►
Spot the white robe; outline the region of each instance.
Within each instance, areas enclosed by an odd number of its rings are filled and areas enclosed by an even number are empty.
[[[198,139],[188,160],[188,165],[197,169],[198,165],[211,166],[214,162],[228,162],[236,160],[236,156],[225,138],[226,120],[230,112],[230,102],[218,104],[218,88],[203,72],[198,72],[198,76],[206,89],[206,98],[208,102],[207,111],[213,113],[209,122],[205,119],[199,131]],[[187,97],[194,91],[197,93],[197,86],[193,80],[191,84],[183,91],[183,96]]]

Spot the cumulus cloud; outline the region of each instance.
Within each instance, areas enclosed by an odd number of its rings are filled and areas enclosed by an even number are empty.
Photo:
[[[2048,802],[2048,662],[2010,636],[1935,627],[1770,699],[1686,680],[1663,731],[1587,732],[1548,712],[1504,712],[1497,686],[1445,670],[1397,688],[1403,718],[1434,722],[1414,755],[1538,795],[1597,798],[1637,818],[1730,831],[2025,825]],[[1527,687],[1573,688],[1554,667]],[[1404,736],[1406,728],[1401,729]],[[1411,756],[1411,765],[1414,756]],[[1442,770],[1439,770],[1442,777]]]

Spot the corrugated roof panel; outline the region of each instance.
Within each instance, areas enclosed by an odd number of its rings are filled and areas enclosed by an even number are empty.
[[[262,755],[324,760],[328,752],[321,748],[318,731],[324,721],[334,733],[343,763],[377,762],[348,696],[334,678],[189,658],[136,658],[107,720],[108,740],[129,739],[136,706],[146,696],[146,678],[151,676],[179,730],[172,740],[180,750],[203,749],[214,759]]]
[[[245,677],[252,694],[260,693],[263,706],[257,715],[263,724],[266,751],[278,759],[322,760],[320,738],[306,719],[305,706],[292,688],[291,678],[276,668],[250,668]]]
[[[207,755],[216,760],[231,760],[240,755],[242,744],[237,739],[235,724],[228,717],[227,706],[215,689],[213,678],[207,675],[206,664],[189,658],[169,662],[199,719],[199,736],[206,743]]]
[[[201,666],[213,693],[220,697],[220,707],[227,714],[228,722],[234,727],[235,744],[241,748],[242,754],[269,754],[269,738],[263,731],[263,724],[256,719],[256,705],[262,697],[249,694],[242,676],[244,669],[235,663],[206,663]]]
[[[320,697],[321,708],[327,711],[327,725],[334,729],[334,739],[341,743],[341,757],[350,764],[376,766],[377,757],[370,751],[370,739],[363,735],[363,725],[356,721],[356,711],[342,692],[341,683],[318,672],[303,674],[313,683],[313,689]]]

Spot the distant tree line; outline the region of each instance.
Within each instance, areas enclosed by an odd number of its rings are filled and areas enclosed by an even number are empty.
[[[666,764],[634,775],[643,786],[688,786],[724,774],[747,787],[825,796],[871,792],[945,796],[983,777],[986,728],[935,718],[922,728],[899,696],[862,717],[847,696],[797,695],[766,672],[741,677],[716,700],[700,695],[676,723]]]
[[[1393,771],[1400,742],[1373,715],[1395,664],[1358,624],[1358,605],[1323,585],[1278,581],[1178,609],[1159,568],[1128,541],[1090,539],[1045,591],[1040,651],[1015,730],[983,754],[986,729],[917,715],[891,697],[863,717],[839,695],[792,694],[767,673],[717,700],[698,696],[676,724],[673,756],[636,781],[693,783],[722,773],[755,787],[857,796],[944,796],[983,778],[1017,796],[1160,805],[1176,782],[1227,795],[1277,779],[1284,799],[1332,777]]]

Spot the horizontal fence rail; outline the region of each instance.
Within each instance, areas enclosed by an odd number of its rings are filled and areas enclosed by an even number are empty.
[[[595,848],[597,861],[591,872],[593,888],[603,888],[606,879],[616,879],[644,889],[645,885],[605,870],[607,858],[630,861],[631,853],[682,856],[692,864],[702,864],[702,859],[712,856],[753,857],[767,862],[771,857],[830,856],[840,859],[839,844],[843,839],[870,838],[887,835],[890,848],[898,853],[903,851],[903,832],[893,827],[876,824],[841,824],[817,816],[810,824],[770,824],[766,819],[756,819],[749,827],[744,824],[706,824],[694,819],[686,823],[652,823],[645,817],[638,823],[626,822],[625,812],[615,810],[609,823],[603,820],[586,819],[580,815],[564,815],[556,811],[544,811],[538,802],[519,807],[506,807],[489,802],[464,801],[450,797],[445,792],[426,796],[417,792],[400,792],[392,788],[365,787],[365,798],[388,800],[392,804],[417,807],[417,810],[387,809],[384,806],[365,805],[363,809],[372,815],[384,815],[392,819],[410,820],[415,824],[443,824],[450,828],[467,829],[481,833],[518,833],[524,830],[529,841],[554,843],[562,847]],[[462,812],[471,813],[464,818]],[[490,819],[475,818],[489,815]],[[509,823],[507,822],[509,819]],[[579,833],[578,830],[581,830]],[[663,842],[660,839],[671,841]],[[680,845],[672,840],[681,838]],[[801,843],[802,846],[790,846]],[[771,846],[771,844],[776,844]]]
◄
▶ WORK TASK:
Return, from the data, each line that has the word "region" in it.

▶ ANSWER SPACE:
Spot the white robe; outline the region of each instance.
Spot the cumulus cloud; outline the region of each instance.
Spot the corrugated roof panel; outline the region of each instance.
Spot the distant tree line; outline the region of each instance.
Spot the horizontal fence rail; outline the region of each instance.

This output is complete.